● **PROBLEM REQUIREMENTS**: From the line containing "antenna on roof." to the last line of the data below, copy everything exactly and nothing else; pictures stay out.

* Begin *

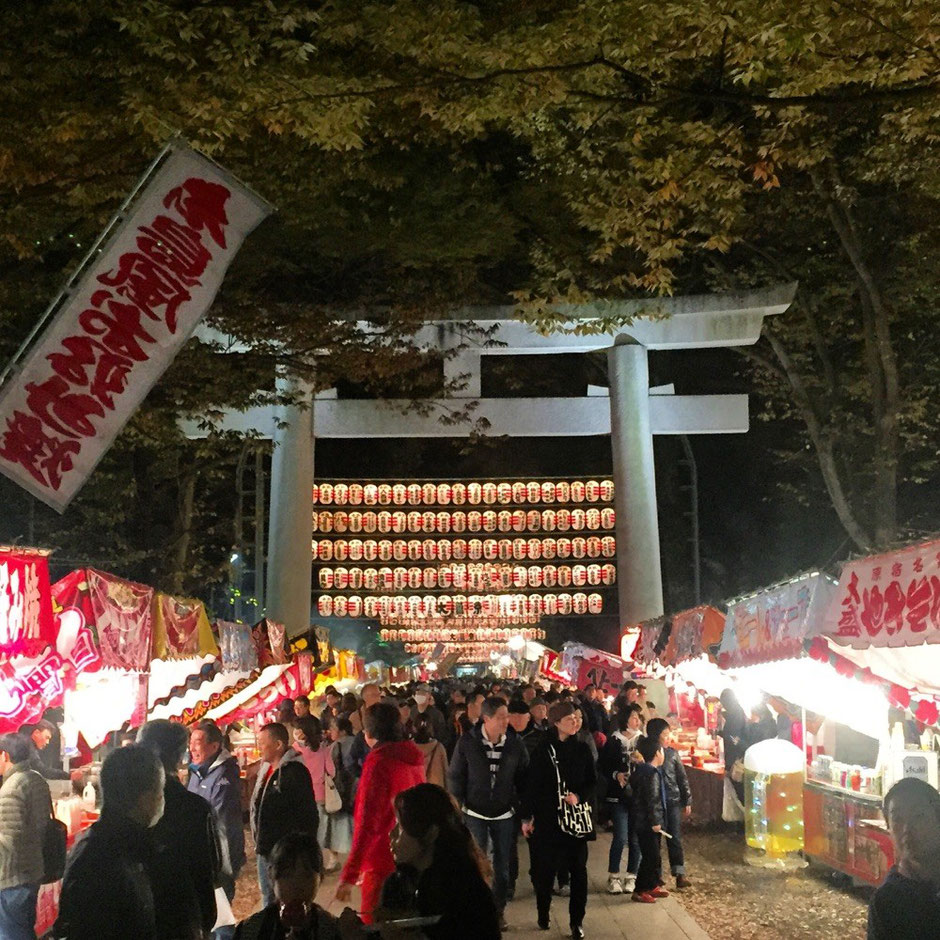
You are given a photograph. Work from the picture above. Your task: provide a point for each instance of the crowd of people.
(418, 796)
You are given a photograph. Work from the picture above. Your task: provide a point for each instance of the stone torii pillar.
(639, 571)
(290, 575)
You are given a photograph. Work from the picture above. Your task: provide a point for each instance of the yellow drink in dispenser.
(773, 799)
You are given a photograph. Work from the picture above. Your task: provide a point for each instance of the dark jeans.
(674, 845)
(556, 853)
(651, 862)
(622, 836)
(502, 833)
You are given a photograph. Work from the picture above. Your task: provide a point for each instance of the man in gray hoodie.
(25, 805)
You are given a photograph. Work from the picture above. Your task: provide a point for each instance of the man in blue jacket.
(214, 775)
(486, 776)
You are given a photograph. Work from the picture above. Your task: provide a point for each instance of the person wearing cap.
(425, 709)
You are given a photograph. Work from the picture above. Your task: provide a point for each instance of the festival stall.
(882, 640)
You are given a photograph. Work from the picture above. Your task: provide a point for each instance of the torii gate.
(631, 413)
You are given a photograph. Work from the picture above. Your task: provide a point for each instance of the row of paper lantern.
(533, 549)
(506, 605)
(458, 494)
(482, 635)
(461, 577)
(516, 520)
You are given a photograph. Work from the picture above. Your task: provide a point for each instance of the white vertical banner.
(122, 324)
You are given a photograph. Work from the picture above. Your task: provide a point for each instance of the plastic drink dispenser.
(773, 797)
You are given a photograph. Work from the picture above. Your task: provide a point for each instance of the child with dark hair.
(295, 867)
(647, 818)
(678, 797)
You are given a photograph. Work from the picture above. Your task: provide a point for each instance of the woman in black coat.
(561, 756)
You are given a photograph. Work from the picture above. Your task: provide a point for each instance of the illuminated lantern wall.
(443, 561)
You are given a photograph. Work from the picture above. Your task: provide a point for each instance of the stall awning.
(692, 633)
(890, 600)
(772, 624)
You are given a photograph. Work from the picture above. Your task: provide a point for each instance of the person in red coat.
(393, 765)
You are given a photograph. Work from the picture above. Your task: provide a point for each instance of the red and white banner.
(889, 600)
(122, 325)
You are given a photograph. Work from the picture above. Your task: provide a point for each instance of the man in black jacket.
(486, 776)
(106, 892)
(187, 857)
(282, 801)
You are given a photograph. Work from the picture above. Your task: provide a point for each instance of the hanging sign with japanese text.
(889, 600)
(122, 324)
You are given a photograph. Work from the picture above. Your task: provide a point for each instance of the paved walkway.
(609, 916)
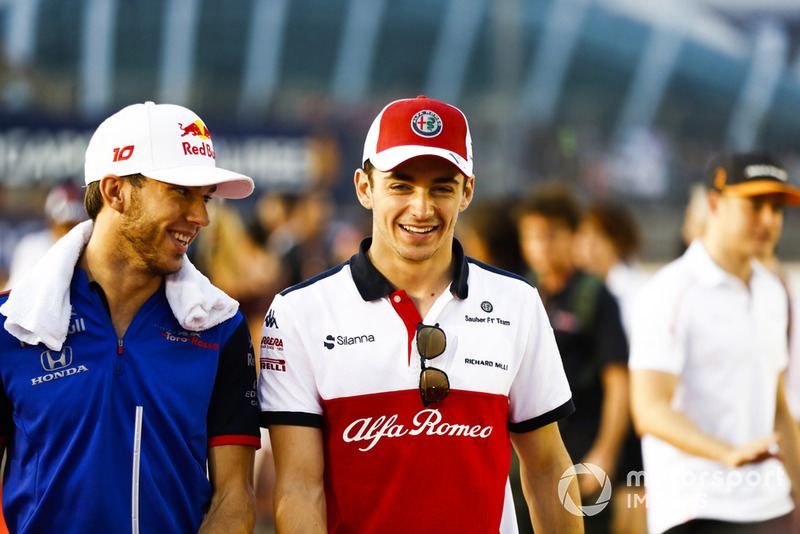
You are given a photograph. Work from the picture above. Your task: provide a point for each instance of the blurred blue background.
(625, 99)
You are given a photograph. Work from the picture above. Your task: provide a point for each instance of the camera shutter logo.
(570, 475)
(426, 123)
(53, 361)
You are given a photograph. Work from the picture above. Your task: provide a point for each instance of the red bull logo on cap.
(197, 129)
(426, 123)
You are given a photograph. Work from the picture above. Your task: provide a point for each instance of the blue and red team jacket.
(112, 435)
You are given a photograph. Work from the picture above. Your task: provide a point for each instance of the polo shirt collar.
(710, 272)
(372, 285)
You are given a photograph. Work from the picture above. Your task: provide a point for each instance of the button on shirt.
(726, 342)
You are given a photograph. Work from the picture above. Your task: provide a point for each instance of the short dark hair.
(552, 201)
(368, 168)
(93, 199)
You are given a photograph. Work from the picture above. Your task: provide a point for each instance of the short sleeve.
(610, 341)
(6, 418)
(287, 386)
(233, 411)
(540, 393)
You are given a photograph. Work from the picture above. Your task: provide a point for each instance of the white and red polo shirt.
(338, 353)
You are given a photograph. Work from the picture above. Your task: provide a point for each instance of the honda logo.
(52, 360)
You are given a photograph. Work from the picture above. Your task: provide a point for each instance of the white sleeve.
(540, 393)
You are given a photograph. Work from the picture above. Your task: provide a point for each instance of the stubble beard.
(141, 237)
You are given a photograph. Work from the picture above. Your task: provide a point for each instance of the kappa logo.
(272, 343)
(76, 324)
(426, 123)
(273, 364)
(58, 364)
(270, 321)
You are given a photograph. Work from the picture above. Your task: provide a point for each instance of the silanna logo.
(58, 364)
(331, 341)
(193, 338)
(270, 321)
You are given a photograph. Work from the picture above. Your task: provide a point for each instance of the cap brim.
(229, 184)
(390, 158)
(755, 188)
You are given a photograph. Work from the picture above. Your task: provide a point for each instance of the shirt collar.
(372, 285)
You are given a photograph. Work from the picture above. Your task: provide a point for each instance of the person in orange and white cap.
(127, 394)
(708, 350)
(394, 384)
(63, 209)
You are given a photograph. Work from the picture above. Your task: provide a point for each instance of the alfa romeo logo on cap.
(426, 123)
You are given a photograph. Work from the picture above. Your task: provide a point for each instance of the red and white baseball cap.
(164, 142)
(415, 127)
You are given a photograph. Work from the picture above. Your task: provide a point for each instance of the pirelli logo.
(273, 364)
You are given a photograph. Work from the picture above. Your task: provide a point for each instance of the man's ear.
(363, 188)
(111, 187)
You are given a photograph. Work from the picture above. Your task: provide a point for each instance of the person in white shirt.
(721, 451)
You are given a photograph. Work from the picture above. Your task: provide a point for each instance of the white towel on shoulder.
(38, 309)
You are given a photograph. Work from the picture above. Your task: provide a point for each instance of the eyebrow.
(440, 180)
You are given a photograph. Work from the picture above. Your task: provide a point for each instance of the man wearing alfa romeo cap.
(128, 394)
(709, 345)
(393, 383)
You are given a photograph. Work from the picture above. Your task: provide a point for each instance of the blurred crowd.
(583, 255)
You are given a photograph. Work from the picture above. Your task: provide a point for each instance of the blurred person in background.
(587, 324)
(709, 347)
(63, 209)
(366, 433)
(608, 242)
(695, 217)
(766, 254)
(302, 241)
(236, 264)
(128, 380)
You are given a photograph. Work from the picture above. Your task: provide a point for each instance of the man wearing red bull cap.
(394, 384)
(127, 399)
(708, 349)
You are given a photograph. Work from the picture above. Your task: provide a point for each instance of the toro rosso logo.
(197, 129)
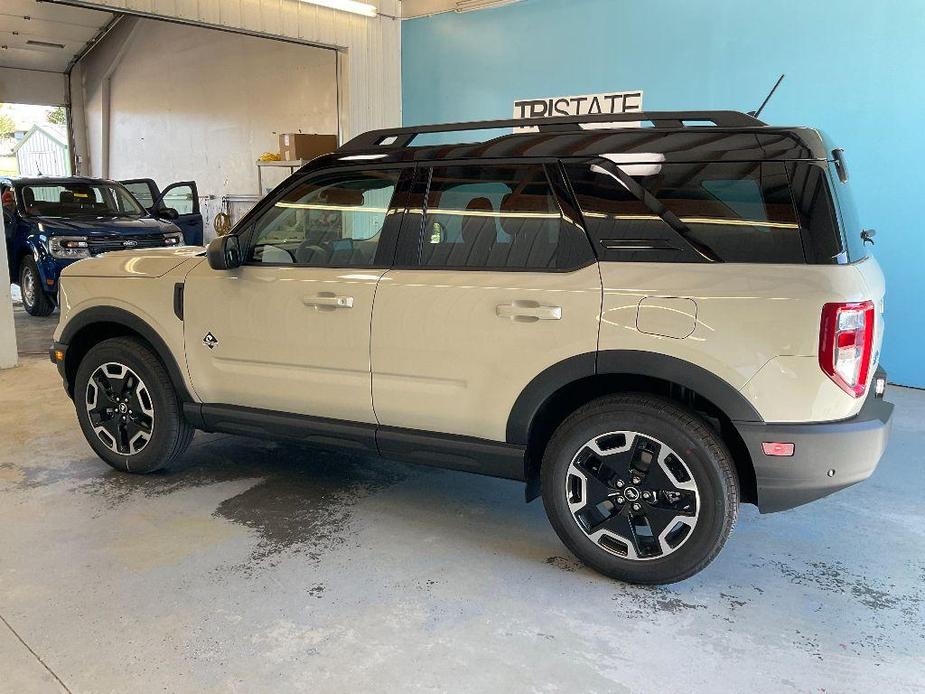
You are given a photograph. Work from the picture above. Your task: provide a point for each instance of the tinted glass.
(493, 217)
(741, 212)
(79, 200)
(813, 201)
(332, 221)
(142, 192)
(851, 223)
(180, 199)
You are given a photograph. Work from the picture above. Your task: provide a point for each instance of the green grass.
(8, 166)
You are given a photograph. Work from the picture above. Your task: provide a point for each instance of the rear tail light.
(846, 342)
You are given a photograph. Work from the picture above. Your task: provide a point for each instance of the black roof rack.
(402, 137)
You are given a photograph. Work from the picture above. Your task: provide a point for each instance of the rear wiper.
(655, 205)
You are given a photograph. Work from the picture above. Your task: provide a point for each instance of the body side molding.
(449, 451)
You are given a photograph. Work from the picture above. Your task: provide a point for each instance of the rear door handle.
(529, 311)
(328, 301)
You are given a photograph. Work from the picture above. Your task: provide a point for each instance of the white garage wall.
(192, 103)
(31, 87)
(370, 47)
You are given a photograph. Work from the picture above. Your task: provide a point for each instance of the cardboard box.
(295, 146)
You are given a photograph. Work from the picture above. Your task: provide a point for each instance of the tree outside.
(57, 116)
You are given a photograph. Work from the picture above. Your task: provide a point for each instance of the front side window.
(737, 212)
(332, 220)
(495, 217)
(181, 199)
(77, 199)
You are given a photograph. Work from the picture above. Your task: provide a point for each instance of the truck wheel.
(640, 489)
(34, 297)
(128, 408)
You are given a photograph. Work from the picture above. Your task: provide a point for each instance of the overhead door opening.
(165, 101)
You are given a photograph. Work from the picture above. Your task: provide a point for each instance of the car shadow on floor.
(304, 498)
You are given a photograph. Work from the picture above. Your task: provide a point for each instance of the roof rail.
(402, 137)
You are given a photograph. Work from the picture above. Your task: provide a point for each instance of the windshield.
(79, 200)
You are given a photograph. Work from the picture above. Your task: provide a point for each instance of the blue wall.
(855, 68)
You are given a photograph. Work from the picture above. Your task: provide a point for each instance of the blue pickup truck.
(53, 222)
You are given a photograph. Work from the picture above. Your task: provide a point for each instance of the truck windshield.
(79, 200)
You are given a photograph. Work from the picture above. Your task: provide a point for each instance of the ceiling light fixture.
(363, 8)
(470, 5)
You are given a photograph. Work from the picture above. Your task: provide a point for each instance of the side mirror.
(224, 252)
(168, 213)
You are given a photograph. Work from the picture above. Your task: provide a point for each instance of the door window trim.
(411, 246)
(385, 249)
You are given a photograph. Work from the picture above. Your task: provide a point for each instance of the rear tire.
(127, 407)
(34, 297)
(640, 489)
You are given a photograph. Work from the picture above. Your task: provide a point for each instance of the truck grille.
(124, 243)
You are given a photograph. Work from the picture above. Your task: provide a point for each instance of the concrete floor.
(260, 567)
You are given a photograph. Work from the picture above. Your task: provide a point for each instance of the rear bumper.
(827, 457)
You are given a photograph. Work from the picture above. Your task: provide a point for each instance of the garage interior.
(260, 566)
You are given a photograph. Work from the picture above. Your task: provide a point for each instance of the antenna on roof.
(767, 98)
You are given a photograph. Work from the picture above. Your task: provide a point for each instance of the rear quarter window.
(742, 212)
(850, 221)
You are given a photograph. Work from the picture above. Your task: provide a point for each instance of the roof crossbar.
(402, 137)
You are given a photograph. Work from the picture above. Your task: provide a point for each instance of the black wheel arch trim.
(631, 363)
(119, 316)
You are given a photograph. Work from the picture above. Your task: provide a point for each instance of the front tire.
(640, 489)
(34, 297)
(127, 407)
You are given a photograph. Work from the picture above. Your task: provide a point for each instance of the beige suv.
(646, 325)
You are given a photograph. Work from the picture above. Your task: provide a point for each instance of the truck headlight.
(68, 247)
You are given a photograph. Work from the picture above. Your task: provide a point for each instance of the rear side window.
(741, 212)
(496, 217)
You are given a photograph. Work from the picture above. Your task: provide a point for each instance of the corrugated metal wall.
(371, 47)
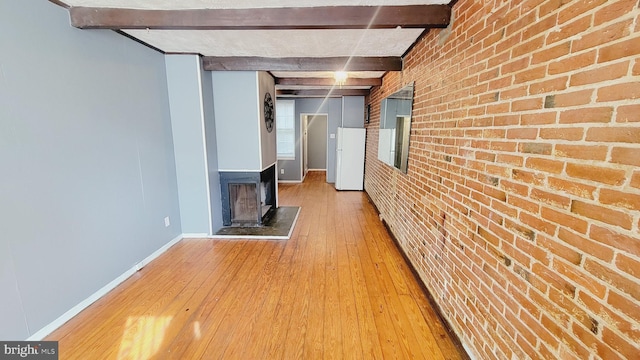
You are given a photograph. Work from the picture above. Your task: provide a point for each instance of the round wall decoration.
(268, 112)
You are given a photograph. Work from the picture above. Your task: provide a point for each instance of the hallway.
(338, 289)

* End *

● **OUTPUT BELOW**:
You are given a photograph. Work from the picture above. Your task: provide a point for each instance of the antenna on roof.
(767, 98)
You are given a photograph. Work from the picture above. Your task: provide a point for each instance of the rear quarter window.
(742, 212)
(850, 221)
You are given a photograph. Work from the picture above. Your task: provide a point for each instance of the roof crossbar.
(402, 137)
You are given a photograph. Work from the picture above. Your task: provide a point for each instance of the black wheel arch trim.
(631, 363)
(119, 316)
You are given a photograph. Work from the picture above. Your task: provide a point for each instance of the front tire.
(640, 489)
(34, 297)
(127, 407)
You are given a photograph. Work from the picture above. Your task: provide a point for each instance of the beige suv.
(646, 325)
You are given a photograph. Work from the picture above. Your task: provide a point for each instance of the truck headlight.
(68, 247)
You are given a photograph. Work from the picture above. Your task: provide a point for each instance of the rear side window.
(741, 212)
(496, 217)
You are given a photograph. Work from the picture above. Your task: provide a point for each instance of the corrugated metal wall.
(371, 47)
You are given a photograph. Work from the picture above. Your task: provide a point for each instance of the round wall decoration.
(268, 112)
You are given a photograph. Work from the picture above. Your task: provide a point for each instance of the hallway.
(338, 289)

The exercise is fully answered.